═══ Exercise materials

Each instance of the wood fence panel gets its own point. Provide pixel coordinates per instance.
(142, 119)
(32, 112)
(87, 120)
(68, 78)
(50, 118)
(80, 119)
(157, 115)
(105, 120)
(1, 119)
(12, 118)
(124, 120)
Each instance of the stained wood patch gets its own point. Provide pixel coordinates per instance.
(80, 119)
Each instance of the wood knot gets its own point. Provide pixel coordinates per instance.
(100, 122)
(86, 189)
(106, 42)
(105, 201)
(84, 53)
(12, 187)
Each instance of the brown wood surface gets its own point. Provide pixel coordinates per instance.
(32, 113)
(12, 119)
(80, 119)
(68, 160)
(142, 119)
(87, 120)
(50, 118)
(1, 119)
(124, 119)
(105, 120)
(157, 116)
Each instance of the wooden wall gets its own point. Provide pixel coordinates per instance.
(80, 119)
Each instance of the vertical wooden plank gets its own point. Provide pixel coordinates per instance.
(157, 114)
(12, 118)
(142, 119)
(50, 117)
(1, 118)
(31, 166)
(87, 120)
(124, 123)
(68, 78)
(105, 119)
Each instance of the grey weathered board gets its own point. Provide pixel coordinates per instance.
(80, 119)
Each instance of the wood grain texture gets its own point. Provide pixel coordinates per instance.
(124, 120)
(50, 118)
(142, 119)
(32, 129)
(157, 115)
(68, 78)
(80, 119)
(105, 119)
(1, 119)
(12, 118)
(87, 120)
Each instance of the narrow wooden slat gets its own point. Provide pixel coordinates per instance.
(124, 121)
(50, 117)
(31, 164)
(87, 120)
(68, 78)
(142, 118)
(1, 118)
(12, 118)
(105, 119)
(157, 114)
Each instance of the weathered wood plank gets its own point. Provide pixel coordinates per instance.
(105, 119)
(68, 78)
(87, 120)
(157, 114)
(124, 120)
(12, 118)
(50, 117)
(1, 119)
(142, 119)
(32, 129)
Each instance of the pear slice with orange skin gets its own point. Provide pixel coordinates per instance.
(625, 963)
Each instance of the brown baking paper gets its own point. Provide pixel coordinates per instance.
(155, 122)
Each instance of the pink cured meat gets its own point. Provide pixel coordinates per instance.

══════

Do this: Update every entry above by replacing "gets its own point" with "receives a separate point", and leave everything else unchanged.

Solution to this exercise:
Each instance of the wood fence panel receives a separate point. Provide pixel coordinates per instance.
(142, 119)
(32, 112)
(87, 120)
(68, 78)
(50, 118)
(80, 119)
(157, 115)
(105, 120)
(1, 119)
(12, 118)
(124, 120)
Each instance of the stained wood patch receives a separate point. Provide pixel coordinates per instance.
(80, 119)
Each instance of the wood knot receives a separate point. Provide pixel coordinates per instance.
(100, 122)
(86, 189)
(106, 42)
(105, 201)
(84, 53)
(12, 187)
Each instance of the brown wood surface receives a separate point. Provide pixel coordinates per instance.
(32, 113)
(12, 119)
(80, 119)
(68, 160)
(142, 119)
(87, 120)
(50, 118)
(1, 119)
(124, 119)
(105, 120)
(157, 116)
Each instance of the wooden wall receives a separate point. Provide pixel coordinates per instance.
(80, 119)
Each instance of the vertical wooden plank receives a separate point. Provide pixel coordinates per instance.
(157, 114)
(12, 118)
(142, 119)
(50, 117)
(1, 118)
(31, 166)
(87, 120)
(124, 123)
(68, 78)
(105, 119)
Each instance of the grey weathered board receives a separate point. Provide pixel coordinates per instance.
(80, 119)
Each instance of the wood grain texture receives a separate point. Provide pixel coordinates per instance.
(124, 120)
(50, 118)
(142, 119)
(32, 129)
(157, 115)
(68, 78)
(80, 119)
(105, 119)
(1, 119)
(12, 118)
(87, 120)
Each instance of the narrow wooden slat receives a separate point. Provide pixel coordinates per instance.
(124, 121)
(50, 117)
(31, 164)
(87, 120)
(68, 78)
(142, 118)
(1, 118)
(12, 118)
(105, 119)
(157, 114)
Each instance of the weathered wood plank receives a separate point. Provide pixel coordinates per instance.
(105, 119)
(68, 78)
(87, 120)
(157, 114)
(124, 120)
(12, 118)
(50, 117)
(1, 119)
(142, 119)
(32, 129)
Each instance of the pear slice with orange skin receives a separate point. Provide pixel coordinates per instance.
(625, 963)
Each instance of the brown baking paper receives a separate point. Provide pixel coordinates per instance.
(155, 122)
Each instance of the pink cured meat receives a separate point. Provide pixel coordinates per instance.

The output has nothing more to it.